SHORT TASK: Put only the lines of the listing below that run from the line with "where the person" up to and including the line with "[351,237,467,266]" into a numbered list, leaving out any blank lines.

Image region labeling listing
------------------------------

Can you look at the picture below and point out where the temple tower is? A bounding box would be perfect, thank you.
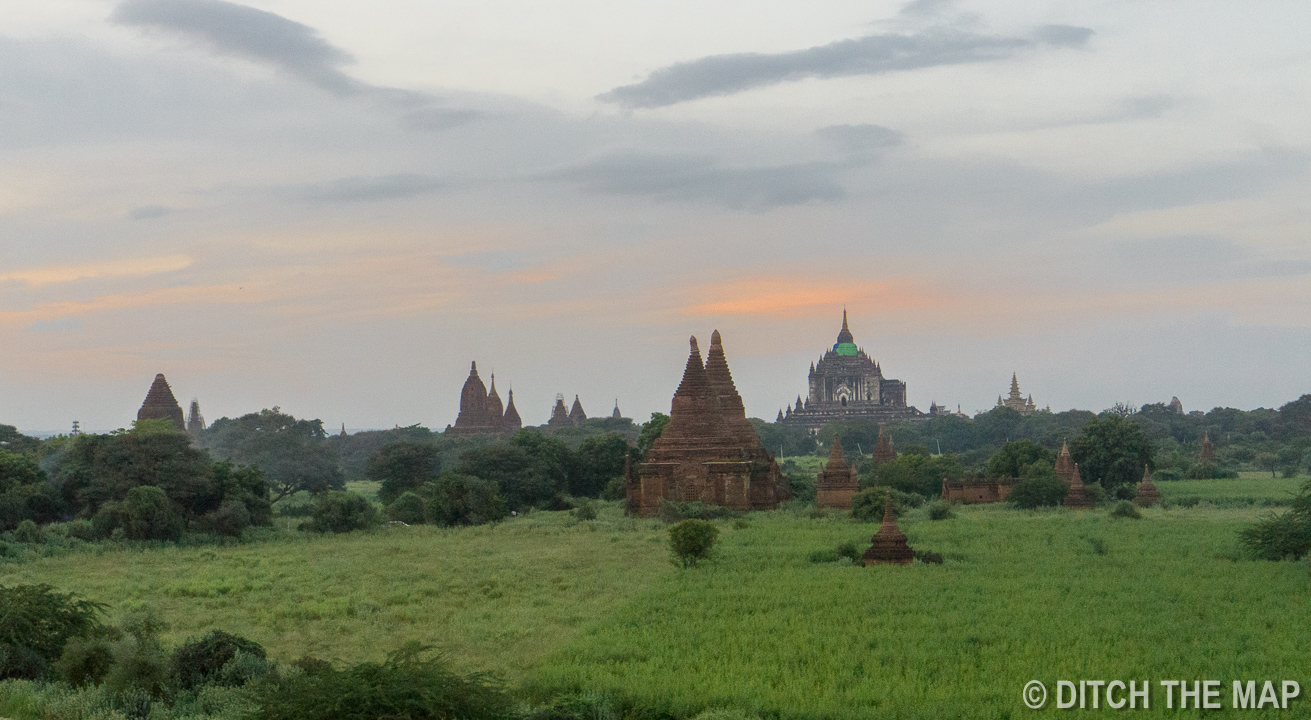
[136,372,186,433]
[1062,463,1092,510]
[815,437,860,510]
[186,397,205,438]
[865,496,915,567]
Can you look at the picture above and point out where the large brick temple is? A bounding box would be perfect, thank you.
[627,330,789,517]
[780,310,926,433]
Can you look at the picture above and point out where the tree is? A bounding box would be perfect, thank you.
[366,441,440,505]
[202,408,345,502]
[987,439,1055,479]
[569,433,629,497]
[1070,414,1152,494]
[637,413,669,456]
[669,519,720,568]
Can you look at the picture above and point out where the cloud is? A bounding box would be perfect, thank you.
[288,173,443,203]
[110,0,361,94]
[549,155,844,211]
[0,254,191,287]
[598,25,1092,108]
[127,205,173,220]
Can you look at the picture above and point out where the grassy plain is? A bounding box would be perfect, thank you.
[0,479,1311,717]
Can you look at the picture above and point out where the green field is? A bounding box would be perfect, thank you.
[0,479,1311,717]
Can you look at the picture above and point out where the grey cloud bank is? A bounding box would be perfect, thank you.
[598,25,1092,108]
[110,0,359,93]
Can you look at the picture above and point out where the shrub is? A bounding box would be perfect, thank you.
[669,519,720,568]
[928,500,956,521]
[1239,483,1311,560]
[420,471,507,527]
[0,585,104,679]
[169,630,265,690]
[851,485,924,522]
[1006,475,1070,510]
[387,490,423,525]
[302,490,378,532]
[1110,500,1143,519]
[915,550,943,565]
[54,635,114,687]
[1083,483,1106,505]
[118,485,182,540]
[253,644,513,720]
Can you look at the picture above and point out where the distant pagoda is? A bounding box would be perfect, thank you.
[1134,467,1160,508]
[446,361,522,437]
[627,330,788,517]
[815,435,860,510]
[864,496,915,567]
[1062,463,1092,510]
[136,372,186,433]
[871,425,897,466]
[996,372,1037,414]
[186,397,205,438]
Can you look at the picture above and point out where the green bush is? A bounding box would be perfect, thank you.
[669,519,720,568]
[851,485,924,522]
[169,630,265,690]
[13,519,46,546]
[928,500,956,521]
[1006,473,1070,510]
[1110,500,1143,519]
[54,633,114,687]
[302,490,378,532]
[201,500,252,538]
[253,644,514,720]
[118,485,182,540]
[387,490,423,525]
[420,471,509,527]
[1239,483,1311,560]
[0,585,104,679]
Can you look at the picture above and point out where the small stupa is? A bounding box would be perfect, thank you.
[136,372,186,433]
[865,497,915,567]
[1134,467,1160,508]
[1062,463,1092,510]
[872,425,897,466]
[815,435,860,510]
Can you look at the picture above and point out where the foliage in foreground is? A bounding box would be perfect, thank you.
[1239,483,1311,560]
[669,519,720,568]
[254,644,511,720]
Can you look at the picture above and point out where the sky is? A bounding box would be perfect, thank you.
[0,0,1311,433]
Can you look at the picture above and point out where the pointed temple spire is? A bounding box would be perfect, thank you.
[1062,463,1092,510]
[628,332,789,517]
[1134,466,1160,508]
[186,397,205,438]
[815,435,860,510]
[865,496,915,567]
[501,387,523,433]
[136,372,186,433]
[871,425,897,466]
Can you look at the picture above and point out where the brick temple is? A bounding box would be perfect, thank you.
[136,372,186,433]
[815,437,860,510]
[446,362,523,437]
[780,310,927,433]
[627,330,789,517]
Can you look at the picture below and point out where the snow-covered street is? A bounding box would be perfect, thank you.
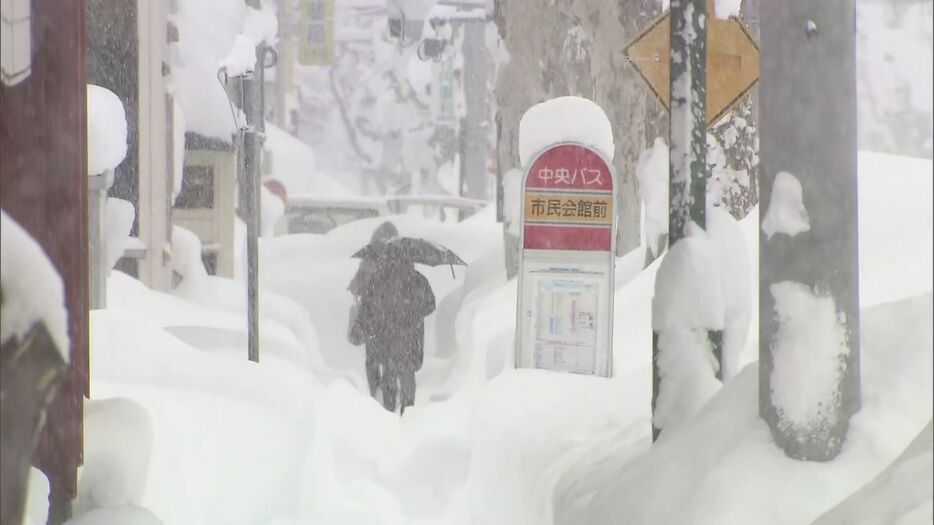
[16,148,934,525]
[0,0,934,525]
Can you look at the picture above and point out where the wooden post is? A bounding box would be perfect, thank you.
[0,0,88,524]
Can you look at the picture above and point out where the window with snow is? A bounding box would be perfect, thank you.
[0,0,32,86]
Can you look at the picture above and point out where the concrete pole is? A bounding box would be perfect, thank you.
[461,19,493,203]
[652,0,720,440]
[759,0,860,461]
[88,174,113,310]
[237,45,269,362]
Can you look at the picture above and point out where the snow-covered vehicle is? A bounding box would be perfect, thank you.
[285,195,392,233]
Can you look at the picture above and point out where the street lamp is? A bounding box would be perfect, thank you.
[218,44,278,362]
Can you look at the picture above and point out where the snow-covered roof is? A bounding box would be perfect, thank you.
[88,84,127,175]
[173,0,278,141]
[265,123,349,200]
[0,210,69,361]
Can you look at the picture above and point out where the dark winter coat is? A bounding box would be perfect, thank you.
[356,250,435,370]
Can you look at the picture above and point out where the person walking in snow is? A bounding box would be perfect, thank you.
[351,225,435,413]
[347,221,399,399]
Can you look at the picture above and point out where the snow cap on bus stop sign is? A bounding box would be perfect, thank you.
[519,97,615,166]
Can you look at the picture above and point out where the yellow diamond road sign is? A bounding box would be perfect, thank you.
[626,2,759,126]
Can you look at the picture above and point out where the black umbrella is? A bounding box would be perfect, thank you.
[351,237,467,266]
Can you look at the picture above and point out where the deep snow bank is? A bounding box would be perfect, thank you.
[576,294,934,524]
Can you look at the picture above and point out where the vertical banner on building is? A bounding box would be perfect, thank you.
[298,0,334,66]
[431,54,457,126]
[516,144,618,377]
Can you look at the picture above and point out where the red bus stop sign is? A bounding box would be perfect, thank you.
[516,143,617,377]
[522,144,615,251]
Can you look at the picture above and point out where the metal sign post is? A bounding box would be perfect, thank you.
[516,143,618,377]
[652,0,723,441]
[626,0,759,127]
[298,0,334,66]
[759,0,861,461]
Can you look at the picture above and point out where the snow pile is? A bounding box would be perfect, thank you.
[88,84,127,175]
[260,207,502,392]
[710,0,742,20]
[814,423,934,525]
[769,281,849,439]
[74,398,153,515]
[576,293,934,525]
[84,304,317,525]
[171,97,185,203]
[166,226,316,368]
[519,97,615,166]
[762,171,811,239]
[856,0,934,160]
[858,151,934,306]
[172,0,276,141]
[0,210,69,352]
[636,137,668,254]
[219,1,279,76]
[652,228,724,434]
[65,506,163,525]
[104,197,136,271]
[23,467,49,525]
[503,168,523,237]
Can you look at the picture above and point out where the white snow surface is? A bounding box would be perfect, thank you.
[220,33,256,77]
[576,293,934,525]
[814,423,934,525]
[260,185,285,237]
[652,223,724,331]
[519,96,615,168]
[858,150,934,306]
[65,506,163,525]
[0,210,70,356]
[88,84,127,175]
[706,206,758,379]
[503,168,522,237]
[762,171,811,239]
[636,137,668,254]
[769,281,850,435]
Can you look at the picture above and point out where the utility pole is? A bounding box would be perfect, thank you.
[237,44,275,362]
[460,17,493,199]
[759,0,860,461]
[652,0,722,440]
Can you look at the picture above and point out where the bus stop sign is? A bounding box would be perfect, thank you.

------------------------------

SOLVED EXERCISE:
1. Can you look at the picture above and point out where the person walking in snow is? A bounding box would be perfect, thank you.
2. [351,225,435,413]
3. [347,221,399,399]
4. Can you look at the picture above and point out where the snow cap on bus stop sign is? A bounding box would be perfect, thank you.
5. [519,97,615,166]
6. Can you look at the picture above and point out where the yellow diamond road sign is? A bounding box would be perfect, thank you.
7. [626,2,759,126]
8. Can you look at the picture above and point out where the black umbrella is? A bounding box would be perfect, thank you.
9. [351,237,467,266]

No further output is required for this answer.